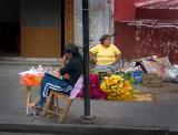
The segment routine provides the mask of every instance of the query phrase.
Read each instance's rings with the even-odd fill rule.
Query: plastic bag
[[[170,69],[165,70],[164,81],[178,82],[178,65],[177,64],[172,65]]]

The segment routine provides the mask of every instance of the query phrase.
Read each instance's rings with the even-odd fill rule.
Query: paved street
[[[26,89],[20,85],[18,73],[29,70],[31,66],[28,64],[0,64],[0,131],[12,129],[18,124],[43,125],[44,127],[52,125],[53,128],[56,126],[62,128],[66,126],[87,127],[88,125],[80,124],[81,115],[83,115],[82,100],[73,101],[63,124],[42,117],[26,116],[27,93]],[[154,93],[154,102],[91,100],[91,116],[95,116],[97,121],[96,124],[89,124],[89,126],[112,129],[169,129],[178,132],[178,84],[167,83],[161,89],[142,87],[141,90]],[[6,126],[8,124],[12,124],[11,127]]]

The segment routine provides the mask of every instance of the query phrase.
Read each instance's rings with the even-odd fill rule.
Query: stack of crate
[[[158,76],[156,73],[145,73],[142,84],[149,87],[161,87],[164,86],[162,76]]]

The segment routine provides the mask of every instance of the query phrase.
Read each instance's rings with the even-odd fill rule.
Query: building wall
[[[21,0],[21,56],[60,56],[60,0]]]
[[[135,2],[139,0],[115,0],[115,21],[135,19]]]
[[[89,0],[90,45],[102,34],[113,34],[113,0]],[[82,48],[82,2],[75,0],[75,42]]]

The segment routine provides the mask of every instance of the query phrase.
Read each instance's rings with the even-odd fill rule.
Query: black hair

·····

#### [Problem details]
Output every line of the entries above as a JSON list of strings, one string per line, with blank lines left out. Leave the pictures out of the answer.

#### [Solution]
[
  "The segment routine provides the mask of every instance of the query phrase.",
  "Read each instance's rings with the even-odd fill rule.",
  "Query: plastic bag",
  "[[[170,69],[165,70],[164,81],[178,82],[178,65],[177,64],[172,65]]]",
  "The segment routine provides the mask of every instance of the query phrase.",
  "Read each instance's rings with the even-odd fill rule.",
  "Query: paved street",
  "[[[26,89],[20,85],[18,73],[29,70],[31,66],[28,64],[0,64],[0,131],[12,129],[18,124],[43,125],[44,127],[52,125],[53,128],[56,126],[62,128],[66,126],[87,127],[88,125],[80,124],[81,115],[83,115],[82,100],[73,101],[63,124],[42,117],[26,116],[27,93]],[[154,93],[154,102],[91,100],[91,116],[95,116],[97,121],[96,124],[89,124],[89,126],[112,129],[169,129],[178,132],[178,84],[167,83],[161,89],[142,87],[141,90]],[[6,126],[8,124],[12,124],[11,127]]]",
  "The segment routine provides the mask of every instance of the query phrase.",
  "Read each instance's rings with the even-odd fill rule.",
  "Query: stack of crate",
  "[[[158,76],[156,73],[145,73],[142,84],[149,87],[161,87],[164,86],[162,76]]]",
  "The segment routine provides the mask of every instance of the query phrase.",
  "Read each instance's rings with the even-odd fill rule.",
  "Query: building wall",
  "[[[21,0],[21,56],[60,56],[60,0]]]",
  "[[[135,2],[139,0],[115,0],[115,21],[135,19]]]",
  "[[[89,0],[90,45],[102,34],[113,34],[113,0]],[[82,48],[82,2],[75,0],[75,42]]]",
  "The segment routine provides the mask of every instance of the query phrase.",
  "Read each instance's rings with the even-odd fill rule.",
  "Query: black hair"
]